START Data

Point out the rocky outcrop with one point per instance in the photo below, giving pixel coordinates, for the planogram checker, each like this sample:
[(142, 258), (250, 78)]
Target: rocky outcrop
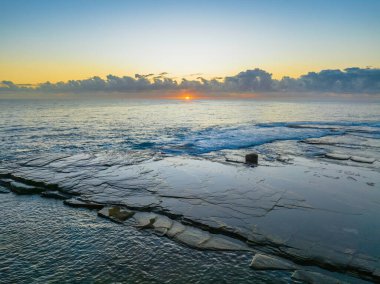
[(311, 277), (21, 188), (267, 262), (362, 159), (336, 156), (312, 213), (74, 202), (55, 194), (115, 213)]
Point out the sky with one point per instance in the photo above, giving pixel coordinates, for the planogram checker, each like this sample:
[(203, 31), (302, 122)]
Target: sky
[(61, 40)]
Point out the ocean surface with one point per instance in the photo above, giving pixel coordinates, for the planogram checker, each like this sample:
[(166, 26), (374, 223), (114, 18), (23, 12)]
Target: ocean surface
[(175, 127), (41, 240)]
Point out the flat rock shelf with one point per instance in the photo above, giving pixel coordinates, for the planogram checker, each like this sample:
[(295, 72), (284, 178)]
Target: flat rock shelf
[(329, 221)]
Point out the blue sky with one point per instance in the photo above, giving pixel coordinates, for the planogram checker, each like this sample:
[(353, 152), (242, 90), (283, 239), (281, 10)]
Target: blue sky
[(61, 40)]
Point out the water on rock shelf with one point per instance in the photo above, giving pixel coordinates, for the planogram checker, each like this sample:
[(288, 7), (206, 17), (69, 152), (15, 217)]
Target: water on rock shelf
[(312, 203)]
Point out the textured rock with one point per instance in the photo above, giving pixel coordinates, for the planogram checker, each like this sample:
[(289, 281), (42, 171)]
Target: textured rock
[(175, 229), (300, 211), (73, 202), (336, 156), (193, 237), (145, 220), (162, 224), (218, 242), (252, 158), (314, 277), (55, 194), (267, 262), (115, 213), (362, 159), (21, 188)]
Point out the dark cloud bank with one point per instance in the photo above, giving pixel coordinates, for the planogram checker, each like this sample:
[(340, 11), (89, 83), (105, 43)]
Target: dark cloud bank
[(349, 81)]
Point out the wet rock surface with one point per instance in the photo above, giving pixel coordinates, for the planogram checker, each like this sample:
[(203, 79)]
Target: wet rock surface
[(55, 194), (115, 213), (21, 188), (327, 218), (311, 277), (267, 262), (73, 202)]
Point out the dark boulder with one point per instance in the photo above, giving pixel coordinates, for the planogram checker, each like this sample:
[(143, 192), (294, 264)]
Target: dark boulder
[(116, 213), (252, 158)]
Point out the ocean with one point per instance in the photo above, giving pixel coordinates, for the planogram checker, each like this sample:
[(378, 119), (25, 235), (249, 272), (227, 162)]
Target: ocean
[(313, 199)]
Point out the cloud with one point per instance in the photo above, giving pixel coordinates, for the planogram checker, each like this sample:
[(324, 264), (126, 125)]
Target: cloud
[(350, 80)]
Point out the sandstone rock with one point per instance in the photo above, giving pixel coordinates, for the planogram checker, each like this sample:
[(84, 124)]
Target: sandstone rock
[(115, 213), (21, 188), (193, 237), (55, 194), (267, 262), (162, 224), (223, 243), (314, 277), (84, 204), (336, 156), (362, 159), (175, 229), (252, 158)]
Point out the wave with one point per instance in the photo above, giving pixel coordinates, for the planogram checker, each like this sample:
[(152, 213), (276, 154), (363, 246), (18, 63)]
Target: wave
[(245, 136)]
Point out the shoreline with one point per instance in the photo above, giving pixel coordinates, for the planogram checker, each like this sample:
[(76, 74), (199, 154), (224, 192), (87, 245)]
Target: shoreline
[(157, 176)]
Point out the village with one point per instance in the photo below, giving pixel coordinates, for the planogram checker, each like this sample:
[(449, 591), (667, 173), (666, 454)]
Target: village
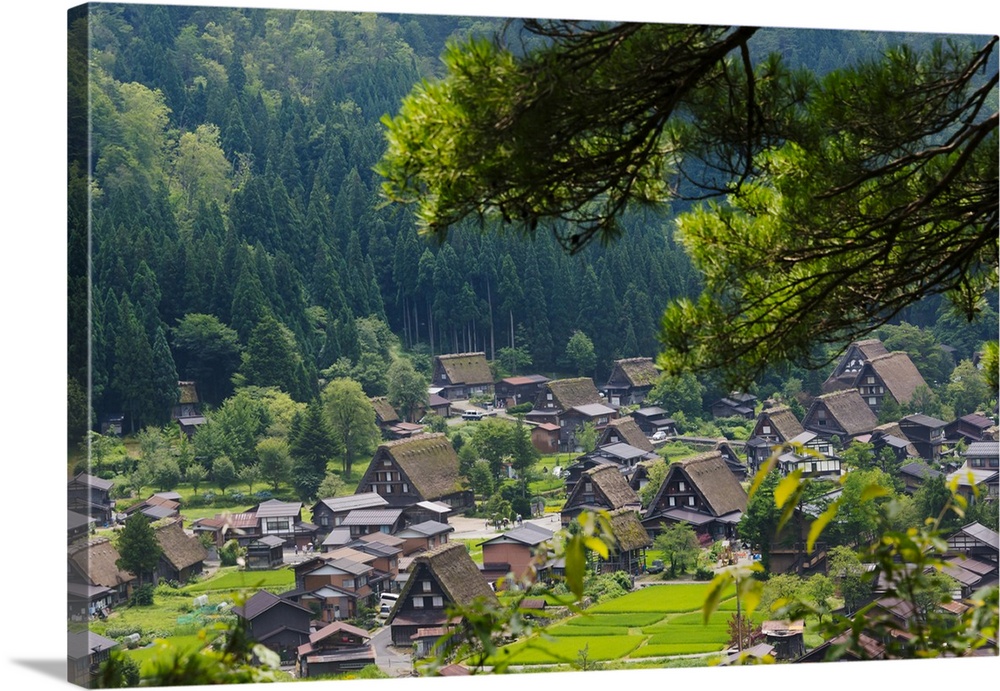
[(374, 577)]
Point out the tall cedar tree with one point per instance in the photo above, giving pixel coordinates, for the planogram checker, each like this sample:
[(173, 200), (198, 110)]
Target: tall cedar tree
[(138, 550)]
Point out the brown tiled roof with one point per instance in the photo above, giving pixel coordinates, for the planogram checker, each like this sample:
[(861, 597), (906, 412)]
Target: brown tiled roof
[(849, 410), (629, 432), (899, 374), (784, 421), (570, 393), (430, 461), (179, 548), (466, 368), (98, 560), (384, 410), (639, 371), (628, 530), (456, 573)]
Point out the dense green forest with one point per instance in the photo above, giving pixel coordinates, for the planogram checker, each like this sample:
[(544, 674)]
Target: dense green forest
[(227, 195)]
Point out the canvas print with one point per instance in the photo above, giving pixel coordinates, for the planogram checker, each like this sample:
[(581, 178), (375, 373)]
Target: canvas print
[(411, 345)]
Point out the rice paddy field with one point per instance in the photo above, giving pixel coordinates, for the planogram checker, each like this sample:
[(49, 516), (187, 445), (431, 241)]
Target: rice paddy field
[(660, 621)]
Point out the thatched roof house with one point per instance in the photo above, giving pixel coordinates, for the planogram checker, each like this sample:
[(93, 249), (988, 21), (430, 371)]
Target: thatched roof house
[(842, 413), (625, 430), (420, 468), (702, 492), (601, 487), (462, 375), (183, 555), (440, 578), (854, 358)]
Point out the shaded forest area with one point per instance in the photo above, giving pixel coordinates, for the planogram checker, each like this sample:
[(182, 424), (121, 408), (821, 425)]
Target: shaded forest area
[(235, 225)]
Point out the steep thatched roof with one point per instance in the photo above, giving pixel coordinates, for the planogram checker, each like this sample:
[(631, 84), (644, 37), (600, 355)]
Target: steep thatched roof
[(628, 530), (783, 421), (711, 478), (429, 461), (627, 430), (897, 371), (452, 567), (466, 368), (97, 559), (570, 393), (848, 409), (179, 548), (609, 483), (384, 410), (638, 371)]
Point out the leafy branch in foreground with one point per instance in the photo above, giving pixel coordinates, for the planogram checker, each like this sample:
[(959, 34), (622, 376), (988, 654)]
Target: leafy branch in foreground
[(836, 201), (909, 564)]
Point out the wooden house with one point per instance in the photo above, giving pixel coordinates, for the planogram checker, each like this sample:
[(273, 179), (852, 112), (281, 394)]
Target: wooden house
[(335, 649), (513, 552), (276, 623), (331, 512), (631, 542), (970, 428), (630, 381), (776, 425), (439, 578), (284, 519), (513, 391), (601, 487), (95, 582), (625, 430), (915, 474), (422, 468), (333, 589), (926, 433), (386, 521), (86, 651), (892, 374), (424, 536), (702, 492), (845, 373), (980, 470), (843, 414), (461, 376), (736, 404), (266, 552), (653, 420), (91, 496), (183, 555), (570, 421)]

END Data

**About this exercise**
Without the pictures, restate each entry exactly.

**Answer to this problem**
Point out the rocky outcrop with one point per instance in the photo below, giving pixel coordinates, for the planogram checker, each like this sample:
[(142, 258), (250, 78)]
Target: rocky outcrop
[(311, 277), (21, 188), (267, 262), (362, 159), (336, 156), (312, 213), (74, 202), (55, 194), (115, 213)]
Point out the sky with one point per instance in the photo above, giving pixel coordinates, for the planogram checker, each like this sample:
[(203, 31), (302, 122)]
Target: sky
[(61, 40)]
Point out the ocean surface with one point per instance in the photo above, giving pixel coordinates, for the planogram checker, each like this sample:
[(166, 26), (374, 223), (114, 18), (23, 12)]
Target: ocean surface
[(175, 127), (41, 240)]
Point out the flat rock shelf with one point per instance in the photo above, giving pixel coordinates, for the planogram checker, each like this sample:
[(295, 72), (284, 178)]
Target: flat rock shelf
[(329, 221)]
Point out the blue sky with one point per instance in the photo above, giving pixel coordinates, for the planogram checker, each like this sample:
[(353, 152), (242, 90), (283, 239), (281, 10)]
Target: blue sky
[(61, 40)]
Point out the water on rock shelf with one point per instance in the photo above, giving pixel coordinates, for the planogram checker, each like this sample:
[(288, 7), (206, 17), (69, 152), (15, 217)]
Target: water on rock shelf
[(312, 203)]
Point out the textured rock with one point per instance in the photo above, giving pixel coordinates, for the planogram checker, each like this sample:
[(289, 281), (42, 171)]
Target: textured rock
[(175, 229), (300, 211), (73, 202), (336, 156), (193, 237), (145, 220), (162, 224), (218, 242), (252, 158), (314, 277), (55, 194), (267, 262), (115, 213), (362, 159), (21, 188)]
Point out the dark cloud bank with one point per instance in the photo above, giving pixel coordinates, for the planogram checker, each like this sample:
[(340, 11), (89, 83), (105, 43)]
Target: dark cloud bank
[(349, 81)]
Point out the wet rock surface with one point per instance in the photo above, giving pixel coordinates, for the planogram checker, each like this sample:
[(203, 79)]
Target: wet rock surface
[(55, 194), (115, 213), (21, 188), (327, 218), (311, 277), (267, 262), (73, 202)]
Point out the dark boulder with one point per instance in the photo above, giving pixel coordinates, for the planogram checker, each like this sample:
[(143, 192), (294, 264)]
Target: dark boulder
[(116, 213), (252, 158)]
Point out the ocean with one point per instance in the photo above, giving pixel coordinates, for the planogram checker, each like this sample:
[(378, 119), (25, 235), (249, 272), (227, 162)]
Target: ocean
[(313, 199)]
Point out the cloud with one point per instance in the photo above, giving pixel coordinates, for the planogram checker, each like this sample:
[(324, 264), (126, 125)]
Target: cloud
[(350, 80)]
Point out the sandstone rock with one point per instance in the photo above, giving pixel coordinates, for the planogram checker, each like this sample:
[(84, 124)]
Target: sandstone rock
[(115, 213), (21, 188), (193, 237), (55, 194), (267, 262), (162, 224), (223, 243), (314, 277), (84, 204), (336, 156), (362, 159), (175, 229), (252, 158)]
Point out the wave with one point per instance in the photo above, giving pixel coordinates, for the planogram checker, each like this sample:
[(152, 213), (276, 154), (363, 246), (18, 63)]
Target: wave
[(245, 136)]
Point out the shoreline with one point per instance in the photo above, giving pixel coordinates, for the planogram checker, each like this sample:
[(76, 74), (199, 154), (224, 192), (87, 245)]
Target: shoreline
[(157, 176)]
Point out the village with one point per instance in the photo below, giving pixel coordinates, for the planogram checker, each like this sample:
[(449, 591), (667, 173), (666, 454)]
Target: village
[(374, 577)]
Point out the tall cedar tree with one point per instance in the photo above, giving pixel coordinates, for the planogram checker, each like this sample:
[(173, 200), (198, 110)]
Target: tall cedar tree
[(138, 550)]
Point out the brown tiled roof with one point per instance in the photo above, giving pixel coordinates, for the planogram checker, each like this sample:
[(861, 597), (906, 412)]
Target: brown tiled roof
[(849, 410), (629, 432), (899, 374), (784, 421), (570, 393), (430, 461), (179, 548), (466, 368), (98, 560), (384, 410), (639, 371), (628, 530), (456, 573)]
Point out the dense green forest with one point per instance in the photo above, giving pixel coordinates, for the planogram checker, each like this sample:
[(544, 674)]
Target: dense green forest
[(227, 195)]
Point out the canvas print with one point per instance in the photo above, giving pixel coordinates, for the planogram checker, each like this sample:
[(581, 178), (375, 373)]
Target: canvas print
[(411, 345)]
Point out the rice paddy field with one point per instance in the photo above, giving pixel coordinates, for the planogram checker, each like this sample:
[(49, 516), (187, 445), (431, 241)]
Target: rice paddy field
[(660, 621)]
Point out the thatched roof house with one point per instance in the photo above, giving pixel coordinates, for the planogram checker, each like this sample:
[(93, 249), (988, 21), (430, 371)]
Target: thatched roof house
[(842, 413), (625, 430), (420, 468), (702, 492), (601, 487), (462, 375), (183, 555), (440, 578), (854, 358)]
Point out the shaded forest area with one point per instance in the photo above, giving pixel coordinates, for the planogram checker, each like this sample:
[(182, 424), (121, 408), (821, 425)]
Target: shaded forest area
[(235, 225)]
Point out the steep thatched roof with one point per instance in the photo above, giving pixel coordinates, for the planogram checker, each like this sample:
[(631, 84), (644, 37), (600, 355)]
Target: steep thatched roof
[(628, 530), (783, 421), (711, 478), (429, 461), (627, 430), (897, 371), (452, 567), (466, 368), (97, 559), (570, 393), (848, 409), (179, 548), (609, 483), (384, 410), (638, 371)]
Point out the leafy branch in foreground with one point per instance in the photo above, giving pixel coordinates, for the planogram checker, each like this sample:
[(959, 34), (622, 376), (988, 654)]
Target: leafy branch in foreground
[(836, 201), (909, 564)]
Point out the wooden house with one point per instance in the photo above, giving pixel coordinates, for the planogram checker, each like this sample:
[(273, 179), (852, 112), (281, 394)]
Target: wooden house
[(335, 649), (513, 552), (276, 623), (331, 512), (631, 542), (970, 428), (630, 381), (776, 425), (439, 578), (284, 519), (513, 391), (601, 487), (95, 582), (625, 430), (915, 474), (422, 468), (333, 589), (926, 433), (386, 521), (86, 651), (892, 374), (424, 536), (702, 492), (845, 373), (980, 470), (843, 414), (461, 376), (736, 404), (266, 552), (653, 420), (91, 496), (183, 555), (570, 421)]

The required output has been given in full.